▶ WORK TO DO:
Return each line of the records below that contains the word "hedge", copied without changes.

*** TASK DATA

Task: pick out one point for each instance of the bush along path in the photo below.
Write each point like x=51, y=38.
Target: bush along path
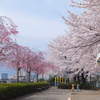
x=11, y=91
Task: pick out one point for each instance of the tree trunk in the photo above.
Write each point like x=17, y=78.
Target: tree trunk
x=18, y=70
x=37, y=77
x=29, y=76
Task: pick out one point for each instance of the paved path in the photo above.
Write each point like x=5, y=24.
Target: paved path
x=51, y=94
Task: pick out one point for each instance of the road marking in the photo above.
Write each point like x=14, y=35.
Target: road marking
x=69, y=98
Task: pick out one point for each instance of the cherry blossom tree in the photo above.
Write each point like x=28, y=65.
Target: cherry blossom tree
x=80, y=47
x=7, y=28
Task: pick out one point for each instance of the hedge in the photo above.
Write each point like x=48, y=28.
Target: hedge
x=10, y=91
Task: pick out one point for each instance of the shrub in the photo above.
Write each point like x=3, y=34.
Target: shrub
x=9, y=91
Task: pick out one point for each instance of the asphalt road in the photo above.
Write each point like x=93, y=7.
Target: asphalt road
x=50, y=94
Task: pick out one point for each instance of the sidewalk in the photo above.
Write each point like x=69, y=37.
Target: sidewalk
x=86, y=95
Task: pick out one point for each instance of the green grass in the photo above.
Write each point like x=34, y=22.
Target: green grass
x=9, y=91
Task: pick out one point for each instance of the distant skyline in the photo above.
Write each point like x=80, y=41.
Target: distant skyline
x=38, y=21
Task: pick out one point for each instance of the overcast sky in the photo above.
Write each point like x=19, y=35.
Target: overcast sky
x=38, y=21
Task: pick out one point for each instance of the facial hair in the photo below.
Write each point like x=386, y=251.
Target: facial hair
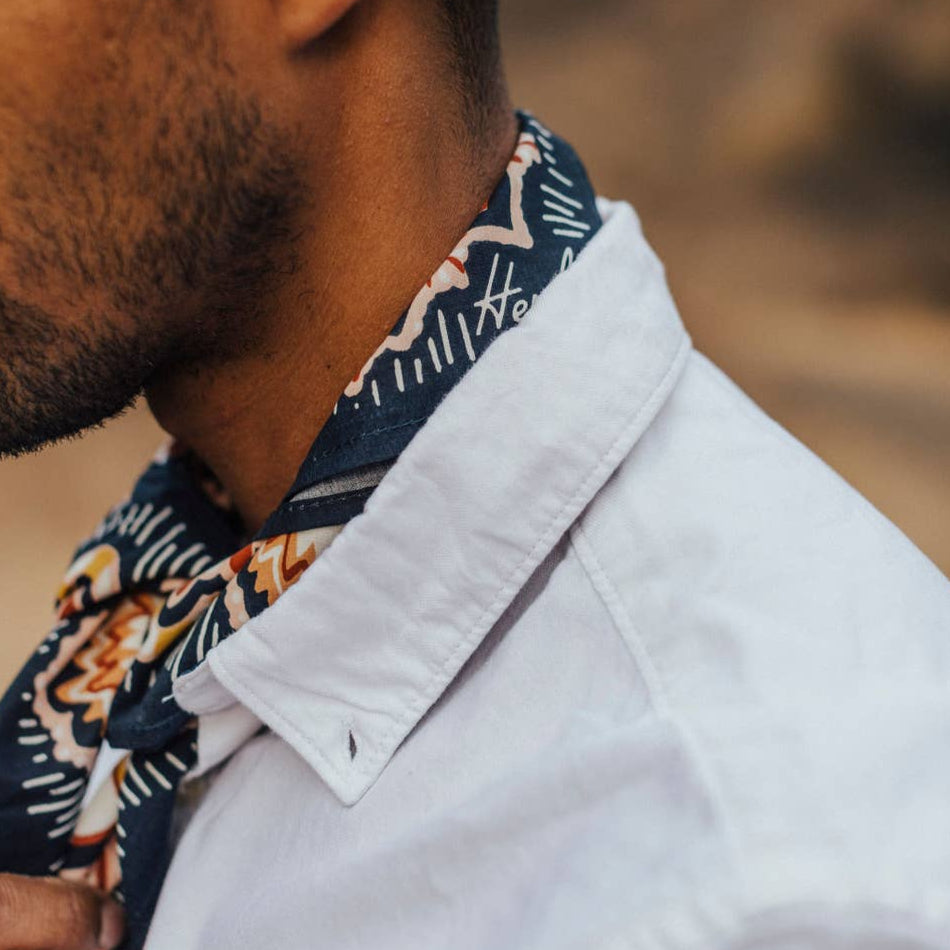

******

▶ THE ANSWER:
Task: pick out one point for each instance of the hedge in the photo above.
Target: hedge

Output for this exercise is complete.